Did some doctors tell parents that their partially paralyzed children are faking their symptoms? Experts say some doctors leap to psychiatric problems when faced with perplexing conditions.

Faking Symptoms

It was in October of 2014 when a 7-year-old was brought to the hospital because she couldn’t move her neck, right shoulder, or leg. There, the doctor told her parents that she wasn’t really paralyzed, but was merely faking as an emotional response to the birth of her younger sister just a few months earlier. Her parents dismissed the psychiatric diagnosis, and were eventually proven right when MRI scans showed that she actually had acute flaccid myelitis (AFM), a polio-like illness that affects the nervous system.

Similarly, a mother of a child with AFM who founded a Facebook group with the parents of hundreds of other children with the condition say that one in 10 of them experienced being told that the paralysis was just in the children’s heads.

Back in 2014, not a lot of people knew about AFM, and doctors do not immediately jump to an AFM diagnosis when presented with paralysis symptoms. Now however, AFM is on the rise and has since affected hundreds more children since 2014.

• • • •

§ What you need to do
1. In the article on paralyzed children told they were faking, what did MRI scans show the 7-year-old girl actually had?
2. Write the next paragraph of the article on paralyzed children told they were faking, picking up after its final sentence.

• • • •

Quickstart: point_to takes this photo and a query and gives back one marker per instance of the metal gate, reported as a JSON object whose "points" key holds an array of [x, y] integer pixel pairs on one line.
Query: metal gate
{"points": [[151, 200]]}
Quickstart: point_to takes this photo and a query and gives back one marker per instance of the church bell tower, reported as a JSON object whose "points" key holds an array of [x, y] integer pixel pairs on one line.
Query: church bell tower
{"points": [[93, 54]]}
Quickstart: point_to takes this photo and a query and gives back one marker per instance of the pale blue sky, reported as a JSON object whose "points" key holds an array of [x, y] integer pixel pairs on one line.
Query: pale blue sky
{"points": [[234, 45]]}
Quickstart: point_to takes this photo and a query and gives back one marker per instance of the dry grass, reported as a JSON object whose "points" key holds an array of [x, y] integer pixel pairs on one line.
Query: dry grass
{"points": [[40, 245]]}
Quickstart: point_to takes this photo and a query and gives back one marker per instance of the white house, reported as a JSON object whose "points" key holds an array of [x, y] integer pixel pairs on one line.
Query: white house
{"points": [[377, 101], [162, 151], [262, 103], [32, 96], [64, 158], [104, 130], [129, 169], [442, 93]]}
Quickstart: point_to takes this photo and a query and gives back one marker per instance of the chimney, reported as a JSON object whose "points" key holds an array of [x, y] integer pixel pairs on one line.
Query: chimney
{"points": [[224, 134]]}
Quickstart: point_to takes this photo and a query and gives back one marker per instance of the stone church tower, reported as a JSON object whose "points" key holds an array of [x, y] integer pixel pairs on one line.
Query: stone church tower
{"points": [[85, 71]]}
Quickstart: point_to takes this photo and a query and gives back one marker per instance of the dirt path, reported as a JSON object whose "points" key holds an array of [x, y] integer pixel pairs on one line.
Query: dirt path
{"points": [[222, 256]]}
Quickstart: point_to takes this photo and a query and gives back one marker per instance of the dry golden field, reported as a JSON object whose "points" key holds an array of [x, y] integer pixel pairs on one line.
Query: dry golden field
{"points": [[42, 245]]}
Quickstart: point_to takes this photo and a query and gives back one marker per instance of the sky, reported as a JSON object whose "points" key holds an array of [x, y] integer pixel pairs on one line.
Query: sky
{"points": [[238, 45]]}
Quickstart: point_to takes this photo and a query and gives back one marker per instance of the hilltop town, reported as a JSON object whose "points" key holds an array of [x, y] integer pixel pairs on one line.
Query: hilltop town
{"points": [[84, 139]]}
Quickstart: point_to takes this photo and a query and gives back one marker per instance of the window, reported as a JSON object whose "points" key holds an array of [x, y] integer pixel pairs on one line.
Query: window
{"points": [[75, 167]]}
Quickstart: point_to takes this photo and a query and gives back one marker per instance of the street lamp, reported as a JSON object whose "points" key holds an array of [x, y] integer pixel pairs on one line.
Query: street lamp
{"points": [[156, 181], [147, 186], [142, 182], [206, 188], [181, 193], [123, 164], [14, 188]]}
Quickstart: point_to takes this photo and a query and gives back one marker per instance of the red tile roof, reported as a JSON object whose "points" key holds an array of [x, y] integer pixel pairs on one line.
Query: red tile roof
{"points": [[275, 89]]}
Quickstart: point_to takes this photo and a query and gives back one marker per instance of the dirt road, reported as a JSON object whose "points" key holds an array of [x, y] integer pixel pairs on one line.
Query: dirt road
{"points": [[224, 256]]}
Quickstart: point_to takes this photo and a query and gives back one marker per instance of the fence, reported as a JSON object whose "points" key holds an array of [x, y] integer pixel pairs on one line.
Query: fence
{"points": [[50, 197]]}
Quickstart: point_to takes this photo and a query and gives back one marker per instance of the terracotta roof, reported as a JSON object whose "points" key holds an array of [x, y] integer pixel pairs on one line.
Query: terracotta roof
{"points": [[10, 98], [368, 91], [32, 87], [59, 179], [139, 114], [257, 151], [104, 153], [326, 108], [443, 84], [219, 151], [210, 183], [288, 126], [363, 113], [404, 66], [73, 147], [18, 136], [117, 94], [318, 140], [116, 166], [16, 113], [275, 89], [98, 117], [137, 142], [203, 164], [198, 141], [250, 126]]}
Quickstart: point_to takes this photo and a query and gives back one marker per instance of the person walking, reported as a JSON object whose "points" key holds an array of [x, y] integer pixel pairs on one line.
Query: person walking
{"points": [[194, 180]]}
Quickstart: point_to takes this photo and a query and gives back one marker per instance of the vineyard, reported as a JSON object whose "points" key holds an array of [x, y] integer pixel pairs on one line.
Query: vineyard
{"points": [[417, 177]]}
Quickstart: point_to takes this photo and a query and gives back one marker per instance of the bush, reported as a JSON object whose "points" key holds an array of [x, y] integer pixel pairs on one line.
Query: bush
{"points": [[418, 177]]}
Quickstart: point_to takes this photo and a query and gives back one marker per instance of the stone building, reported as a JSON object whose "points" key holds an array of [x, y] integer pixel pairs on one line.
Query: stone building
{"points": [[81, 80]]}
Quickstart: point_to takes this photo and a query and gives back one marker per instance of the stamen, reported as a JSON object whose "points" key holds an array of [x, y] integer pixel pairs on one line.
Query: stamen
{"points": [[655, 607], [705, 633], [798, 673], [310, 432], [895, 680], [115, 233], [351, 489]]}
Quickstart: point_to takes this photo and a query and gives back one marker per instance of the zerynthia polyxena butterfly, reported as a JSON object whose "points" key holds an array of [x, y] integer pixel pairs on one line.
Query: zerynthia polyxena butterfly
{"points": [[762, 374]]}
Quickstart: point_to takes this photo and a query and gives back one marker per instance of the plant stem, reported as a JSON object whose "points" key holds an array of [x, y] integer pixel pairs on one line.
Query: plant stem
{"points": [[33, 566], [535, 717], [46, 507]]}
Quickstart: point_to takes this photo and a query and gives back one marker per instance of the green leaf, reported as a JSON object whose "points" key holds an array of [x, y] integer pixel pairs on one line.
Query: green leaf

• • • •

§ Your responses
1. Acute flaccid myelitis (AFM), a polio-like illness that affects the nervous system.

2.
Diagnosis Problem

Although the parents do understand that AFM is not a very common disease, they do wonder why their children were not subjected to thorough tests for other causes of paralysis instead of immediately being diagnosed with psychological conditions.

Experts say that physicians sometimes tend to jump to psychiatric diagnoses when they are faced with unique or puzzling conditions. Not that they do not know how to treat the patient, but that the uncertainty of a diagnosis perhaps makes them turn to psychiatric diagnoses, instead of giving a wrong diagnosis and ending up treating the patient for a condition he or she does not have.

According to experts, it is imperative for physicians to conduct thorough examinations of the patients before giving a psychiatric diagnosis, and to get a second opinion should the cause of the patient’s illness still prove elusive.